Arize AI, a leader in AI observability and LLM evaluation, has introduced new capabilities aimed at assisting AI developers in evaluating and debugging LLM systems. The announcements were made at the Arize conference, featuring notable speakers from OpenAI, Lowe’s, Mistral, Microsoft, NATO, and others, who are sharing advancements in research, engineering best practices, and open-source frameworks.
Arize Copilot, the industry’s first AI assistant designed for troubleshooting AI systems, is a groundbreaking tool within the Arize platform. It surfaces relevant information and suggests actions, automating complex tasks to save time and enhance app performance for AI engineers. Key functionalities include providing model insights, optimizing prompts, building custom evaluations, and conducting AI searches.

▶ THE DATA
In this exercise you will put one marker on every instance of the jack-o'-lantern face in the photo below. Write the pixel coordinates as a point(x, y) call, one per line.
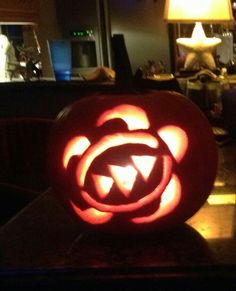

▶ USING THE INFORMATION
1: Print the part of the Arize announcement that opens with the words containing "Arize AI, a" and closes with "and open-source frameworks.".
2: According to the Arize announcement, what kind of tool is Arize Copilot the industry's first of?
3: Extend the Arize announcement with the part that comes after its final sentence.

▶ ANSWERS FOR THE TASKS
1:
Arize AI, a leader in AI observability and LLM evaluation, has introduced new capabilities aimed at assisting AI developers in evaluating and debugging LLM systems. The announcements were made at the Arize conference, featuring notable speakers from OpenAI, Lowe’s, Mistral, Microsoft, NATO, and others, who are sharing advancements in research, engineering best practices, and open-source frameworks.

2: It is the industry's first AI assistant designed for troubleshooting AI systems.

3:
“Using AI to troubleshoot complex AI systems is a logical next step in the evolution of building generative AI applications, and we are proud to offer Arize Copilot to teams that want to improve the development and performance of LLM systems,” said Aparna Dhinakaran, Chief Product Officer and Co-Founder of ArizeNew Workflows for Enhanced LLM App Management
In addition, new workflows in the Arize platform enable engineers to identify and resolve issues in deployed LLM apps. For instance, the AI search functionality allows teams to select an example span and discover all similar issues, such as finding all data points where a customer is frustrated. These data points can then be saved into a curated dataset for annotations, evaluation experiments, or fine-tuning workflows.
These updates position Arize as a comprehensive tool for both experimentation and production observability. Engineers can make adjustments, such as editing a prompt template or changing the LLM, and assess performance impacts across test datasets, including metrics like latency, retrieval accuracy, and hallucinations, before safely deploying changes into production.